DATASET RECORDS START
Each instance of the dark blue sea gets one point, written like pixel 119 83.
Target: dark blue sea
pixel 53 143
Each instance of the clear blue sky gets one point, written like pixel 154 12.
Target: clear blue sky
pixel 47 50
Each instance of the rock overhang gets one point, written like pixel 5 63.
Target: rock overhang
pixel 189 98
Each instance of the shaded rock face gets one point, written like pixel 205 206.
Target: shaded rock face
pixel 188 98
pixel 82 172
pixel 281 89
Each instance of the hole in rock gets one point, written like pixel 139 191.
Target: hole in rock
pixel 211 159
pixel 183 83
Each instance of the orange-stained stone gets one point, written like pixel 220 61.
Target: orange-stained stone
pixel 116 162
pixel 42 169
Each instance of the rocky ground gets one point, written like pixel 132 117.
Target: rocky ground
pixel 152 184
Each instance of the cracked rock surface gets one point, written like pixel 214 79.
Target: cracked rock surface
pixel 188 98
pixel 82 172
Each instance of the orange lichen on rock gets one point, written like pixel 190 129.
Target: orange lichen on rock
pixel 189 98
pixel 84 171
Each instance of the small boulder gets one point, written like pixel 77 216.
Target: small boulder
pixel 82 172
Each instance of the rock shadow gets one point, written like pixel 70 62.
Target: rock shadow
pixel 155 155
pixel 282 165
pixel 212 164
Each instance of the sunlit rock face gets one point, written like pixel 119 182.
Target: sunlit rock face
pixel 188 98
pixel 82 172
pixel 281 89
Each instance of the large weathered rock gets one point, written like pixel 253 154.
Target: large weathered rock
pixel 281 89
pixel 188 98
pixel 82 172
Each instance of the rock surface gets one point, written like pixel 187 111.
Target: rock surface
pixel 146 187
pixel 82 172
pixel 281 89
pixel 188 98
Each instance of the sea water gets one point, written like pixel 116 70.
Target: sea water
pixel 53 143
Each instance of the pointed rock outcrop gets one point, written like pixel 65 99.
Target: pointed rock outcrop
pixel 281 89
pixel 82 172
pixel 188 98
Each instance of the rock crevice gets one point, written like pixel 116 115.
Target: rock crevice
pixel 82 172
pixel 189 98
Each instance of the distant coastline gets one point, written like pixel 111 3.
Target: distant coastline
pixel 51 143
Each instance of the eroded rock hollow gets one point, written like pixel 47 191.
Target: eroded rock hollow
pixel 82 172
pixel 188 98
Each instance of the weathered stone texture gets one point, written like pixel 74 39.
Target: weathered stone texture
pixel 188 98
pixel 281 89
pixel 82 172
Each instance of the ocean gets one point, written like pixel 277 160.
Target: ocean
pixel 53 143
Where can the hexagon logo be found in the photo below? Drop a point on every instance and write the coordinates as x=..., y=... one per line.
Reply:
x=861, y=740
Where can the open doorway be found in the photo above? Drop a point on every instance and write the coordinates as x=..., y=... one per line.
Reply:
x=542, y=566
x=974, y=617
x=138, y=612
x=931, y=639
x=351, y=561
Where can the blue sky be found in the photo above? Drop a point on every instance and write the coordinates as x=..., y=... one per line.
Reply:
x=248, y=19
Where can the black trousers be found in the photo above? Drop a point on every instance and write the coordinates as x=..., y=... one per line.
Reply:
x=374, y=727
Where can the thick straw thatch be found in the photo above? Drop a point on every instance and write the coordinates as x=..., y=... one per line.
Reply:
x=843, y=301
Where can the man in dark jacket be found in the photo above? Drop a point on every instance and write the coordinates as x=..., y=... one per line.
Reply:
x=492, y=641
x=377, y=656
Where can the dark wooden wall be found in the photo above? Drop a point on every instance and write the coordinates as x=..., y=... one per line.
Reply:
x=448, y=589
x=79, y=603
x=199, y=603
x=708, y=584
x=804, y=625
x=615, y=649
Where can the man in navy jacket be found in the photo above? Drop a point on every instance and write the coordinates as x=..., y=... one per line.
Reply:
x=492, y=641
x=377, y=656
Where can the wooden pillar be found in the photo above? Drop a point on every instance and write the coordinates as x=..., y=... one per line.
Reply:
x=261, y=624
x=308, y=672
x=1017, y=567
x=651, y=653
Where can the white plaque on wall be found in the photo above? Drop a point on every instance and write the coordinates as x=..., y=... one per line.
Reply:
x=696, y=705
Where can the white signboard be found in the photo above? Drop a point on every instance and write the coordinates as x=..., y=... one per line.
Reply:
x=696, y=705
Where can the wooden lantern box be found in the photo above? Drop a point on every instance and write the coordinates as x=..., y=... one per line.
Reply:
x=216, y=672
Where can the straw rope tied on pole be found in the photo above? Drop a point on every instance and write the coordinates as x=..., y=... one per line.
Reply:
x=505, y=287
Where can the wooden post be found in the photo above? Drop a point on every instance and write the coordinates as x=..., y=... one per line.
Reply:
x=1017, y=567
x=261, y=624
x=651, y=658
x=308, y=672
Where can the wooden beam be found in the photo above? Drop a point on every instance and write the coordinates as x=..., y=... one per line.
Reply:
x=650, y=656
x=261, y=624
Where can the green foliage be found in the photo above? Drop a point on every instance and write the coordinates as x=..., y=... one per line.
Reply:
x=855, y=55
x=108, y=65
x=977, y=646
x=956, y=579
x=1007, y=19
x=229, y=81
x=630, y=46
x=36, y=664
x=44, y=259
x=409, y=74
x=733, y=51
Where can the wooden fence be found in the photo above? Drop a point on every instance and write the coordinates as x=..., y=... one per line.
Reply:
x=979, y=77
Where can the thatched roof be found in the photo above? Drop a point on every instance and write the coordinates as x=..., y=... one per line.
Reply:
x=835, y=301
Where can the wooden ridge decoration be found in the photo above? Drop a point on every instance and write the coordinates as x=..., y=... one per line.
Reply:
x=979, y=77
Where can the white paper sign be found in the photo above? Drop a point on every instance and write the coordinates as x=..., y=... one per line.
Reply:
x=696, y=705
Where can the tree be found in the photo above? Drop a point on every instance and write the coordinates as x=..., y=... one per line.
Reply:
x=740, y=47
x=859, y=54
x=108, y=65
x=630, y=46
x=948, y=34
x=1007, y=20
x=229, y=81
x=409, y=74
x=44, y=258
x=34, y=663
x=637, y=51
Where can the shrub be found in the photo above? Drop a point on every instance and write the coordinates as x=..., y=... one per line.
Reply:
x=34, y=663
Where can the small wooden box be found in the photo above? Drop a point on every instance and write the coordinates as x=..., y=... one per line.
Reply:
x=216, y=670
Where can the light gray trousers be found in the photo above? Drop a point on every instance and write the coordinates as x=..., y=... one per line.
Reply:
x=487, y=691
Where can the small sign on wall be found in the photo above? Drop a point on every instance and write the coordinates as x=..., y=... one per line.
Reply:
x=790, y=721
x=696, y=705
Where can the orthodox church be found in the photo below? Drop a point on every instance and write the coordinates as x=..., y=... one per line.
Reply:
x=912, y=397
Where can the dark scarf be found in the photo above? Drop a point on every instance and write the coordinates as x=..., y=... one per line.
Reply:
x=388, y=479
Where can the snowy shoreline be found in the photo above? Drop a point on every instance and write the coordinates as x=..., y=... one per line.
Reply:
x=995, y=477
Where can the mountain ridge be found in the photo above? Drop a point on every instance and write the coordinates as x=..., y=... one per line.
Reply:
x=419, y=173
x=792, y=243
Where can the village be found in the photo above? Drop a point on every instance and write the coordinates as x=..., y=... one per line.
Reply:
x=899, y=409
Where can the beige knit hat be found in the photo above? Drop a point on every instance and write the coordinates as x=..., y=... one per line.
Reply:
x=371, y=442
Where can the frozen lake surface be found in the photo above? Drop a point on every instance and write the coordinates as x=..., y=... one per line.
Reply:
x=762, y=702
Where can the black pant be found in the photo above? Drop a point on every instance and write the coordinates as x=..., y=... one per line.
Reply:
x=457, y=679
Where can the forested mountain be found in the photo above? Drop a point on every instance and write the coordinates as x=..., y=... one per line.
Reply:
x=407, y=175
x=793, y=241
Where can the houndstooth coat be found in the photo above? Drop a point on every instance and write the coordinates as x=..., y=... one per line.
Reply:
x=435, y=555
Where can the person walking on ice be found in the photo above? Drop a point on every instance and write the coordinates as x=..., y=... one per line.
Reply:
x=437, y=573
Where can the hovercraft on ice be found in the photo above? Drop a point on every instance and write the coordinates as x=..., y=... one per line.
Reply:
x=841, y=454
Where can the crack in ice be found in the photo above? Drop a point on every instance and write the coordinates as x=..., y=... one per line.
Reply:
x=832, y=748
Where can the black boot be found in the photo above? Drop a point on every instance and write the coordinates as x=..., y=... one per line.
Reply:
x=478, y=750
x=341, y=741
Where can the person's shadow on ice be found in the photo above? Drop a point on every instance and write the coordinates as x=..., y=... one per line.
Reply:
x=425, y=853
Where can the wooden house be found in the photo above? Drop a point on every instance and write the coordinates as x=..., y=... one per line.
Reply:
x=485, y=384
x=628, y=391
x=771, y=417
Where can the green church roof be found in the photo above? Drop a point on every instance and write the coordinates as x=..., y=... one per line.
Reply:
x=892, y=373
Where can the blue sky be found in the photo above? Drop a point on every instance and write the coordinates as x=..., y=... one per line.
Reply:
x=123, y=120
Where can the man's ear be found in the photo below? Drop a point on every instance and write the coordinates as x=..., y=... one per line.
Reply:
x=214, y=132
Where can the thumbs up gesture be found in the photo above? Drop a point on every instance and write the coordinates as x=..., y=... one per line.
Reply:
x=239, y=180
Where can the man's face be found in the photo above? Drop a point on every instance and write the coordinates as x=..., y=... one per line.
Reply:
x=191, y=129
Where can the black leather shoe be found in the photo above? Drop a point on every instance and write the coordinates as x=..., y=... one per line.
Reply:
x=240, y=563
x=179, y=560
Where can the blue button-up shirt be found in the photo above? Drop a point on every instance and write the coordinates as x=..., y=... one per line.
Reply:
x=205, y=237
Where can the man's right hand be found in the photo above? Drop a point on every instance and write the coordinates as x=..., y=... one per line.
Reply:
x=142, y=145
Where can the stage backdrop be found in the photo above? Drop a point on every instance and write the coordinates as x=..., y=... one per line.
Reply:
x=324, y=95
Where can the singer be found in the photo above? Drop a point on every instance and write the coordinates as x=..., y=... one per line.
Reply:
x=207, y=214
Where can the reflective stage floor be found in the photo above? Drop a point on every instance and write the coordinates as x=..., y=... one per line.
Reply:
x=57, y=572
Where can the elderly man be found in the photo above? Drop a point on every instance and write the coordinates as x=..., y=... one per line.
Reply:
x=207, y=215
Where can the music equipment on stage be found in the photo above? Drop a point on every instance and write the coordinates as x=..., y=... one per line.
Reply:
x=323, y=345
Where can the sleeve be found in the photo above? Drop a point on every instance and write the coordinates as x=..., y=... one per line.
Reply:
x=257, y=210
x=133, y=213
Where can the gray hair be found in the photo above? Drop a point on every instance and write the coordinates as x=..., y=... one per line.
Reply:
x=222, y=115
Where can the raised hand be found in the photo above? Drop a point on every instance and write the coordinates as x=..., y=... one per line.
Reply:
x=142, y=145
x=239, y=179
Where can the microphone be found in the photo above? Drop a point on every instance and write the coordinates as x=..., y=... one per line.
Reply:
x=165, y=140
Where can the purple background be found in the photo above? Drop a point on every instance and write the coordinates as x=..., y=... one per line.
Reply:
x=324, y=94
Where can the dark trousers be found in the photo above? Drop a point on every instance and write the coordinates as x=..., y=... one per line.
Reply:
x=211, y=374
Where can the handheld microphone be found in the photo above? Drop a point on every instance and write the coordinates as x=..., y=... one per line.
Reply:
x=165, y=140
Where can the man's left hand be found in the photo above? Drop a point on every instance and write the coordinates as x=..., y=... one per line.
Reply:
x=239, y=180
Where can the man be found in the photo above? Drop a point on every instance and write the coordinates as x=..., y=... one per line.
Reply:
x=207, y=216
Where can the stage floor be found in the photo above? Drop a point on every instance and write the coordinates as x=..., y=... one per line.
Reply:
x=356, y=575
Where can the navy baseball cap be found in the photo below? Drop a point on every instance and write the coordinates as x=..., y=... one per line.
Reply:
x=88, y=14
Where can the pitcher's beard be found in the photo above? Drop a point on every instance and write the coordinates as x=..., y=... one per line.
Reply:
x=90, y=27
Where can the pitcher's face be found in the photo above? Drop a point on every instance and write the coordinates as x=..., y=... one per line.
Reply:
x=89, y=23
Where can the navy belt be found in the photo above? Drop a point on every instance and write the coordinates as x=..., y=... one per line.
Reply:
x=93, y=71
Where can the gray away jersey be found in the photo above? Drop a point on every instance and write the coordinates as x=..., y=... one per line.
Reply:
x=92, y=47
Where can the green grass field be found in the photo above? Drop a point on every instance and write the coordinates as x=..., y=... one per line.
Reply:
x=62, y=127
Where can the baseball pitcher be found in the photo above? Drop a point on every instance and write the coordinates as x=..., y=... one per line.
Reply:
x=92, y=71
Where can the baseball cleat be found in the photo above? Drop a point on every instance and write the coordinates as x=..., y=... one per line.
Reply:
DATASET RECORDS END
**WHAT TO WORK ON**
If a line above holds the word "roof", count it; then say how many such lines there are and nothing else.

**PROBLEM SOLUTION**
2